Hai blogger, sore kemarin saya
dikejutkan dengan pesan whatsapp yang
dikirim oleh salah seorang jurnalis di tempat saya bekerja. Dalam pesan
tersebut dia meminta agar saya mengganti kata ‘pejabat’ dengan ‘penjabat’.
Awalnya saya hanya memahami bahwa yang dimaksud dari permintaan jurnalis
tersebut adalah agar mengganti istilah ‘pejabat sementara’ menjadi ‘pejabat
wali kota’. Ini berkaitan dengan isi berita yang ditulisnya, yakni tentang
pelantikan pejabat Wali Kota Depok. Dalam berita tersebut, Kepala Dinas Sosial
Provinsi Jawa Barat (Jabar), Arifin Harun Kertasaputra yang ditunjuk langsung
oleh Gubernur Jawa Barat Ahmad Heryawan resmi dilantik menggantikan posisi Nur
Mahmudi Isma'il dalam mengisi kekosongan jabatan sebagai Pejabat (Pejabat Sementara-red) Wali Kota Depok.
Awalnya tidak ada yang
aneh memang dengan berita tersebut, namun belakangan mulai timbul sesuatu yang
menurut saya ‘janggal’. Alasannya tidak lain adalah pihak ASN (Aparatur Sipil
Negara), meminta saya mengganti istilah ‘pejabat’ dengan istilah ‘penjabat’.

Soal dan Tugas
**a.** Tulis ulang bagian tulisan tentang istilah pejabat dan penjabat ini yang dibuka dengan kata-kata berisi "Hai blogger, sore" dan ditutup dengan "kata ‘pejabat’ dengan ‘penjabat’.", lalu tukar "jurnalis" dengan "wartawan".
**b.** Dalam tulisan tentang istilah pejabat dan penjabat ini, siapa yang dilantik untuk mengisi kekosongan jabatan Wali Kota Depok?
**c.** Siapa saja orang yang disebut namanya dalam tulisan tentang istilah pejabat dan penjabat ini?

Entri anotasi titik pada gambar
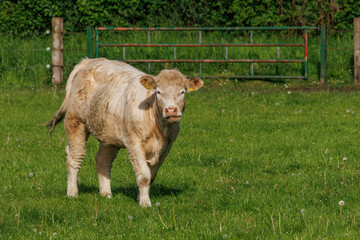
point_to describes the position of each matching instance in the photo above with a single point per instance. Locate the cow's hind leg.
(104, 159)
(77, 135)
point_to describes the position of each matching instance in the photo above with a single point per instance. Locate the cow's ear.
(148, 82)
(194, 84)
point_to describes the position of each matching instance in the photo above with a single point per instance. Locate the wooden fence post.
(357, 50)
(323, 55)
(57, 54)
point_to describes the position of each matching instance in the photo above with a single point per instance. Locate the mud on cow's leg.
(77, 135)
(104, 159)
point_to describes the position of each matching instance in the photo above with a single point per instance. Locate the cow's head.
(170, 87)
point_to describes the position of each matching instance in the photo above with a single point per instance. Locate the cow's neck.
(165, 128)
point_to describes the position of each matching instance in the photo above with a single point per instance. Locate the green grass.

Pembahasan Jawaban
**a.**
Hai blogger, sore kemarin saya
dikejutkan dengan pesan whatsapp yang
dikirim oleh salah seorang wartawan di tempat saya bekerja. Dalam pesan
tersebut dia meminta agar saya mengganti kata ‘pejabat’ dengan ‘penjabat’.

**b.** Arifin Harun Kertasaputra, Kepala Dinas Sosial Provinsi Jawa Barat.

**c.** Arifin Harun Kertasaputra, Ahmad Heryawan, Nur Mahmudi Isma'il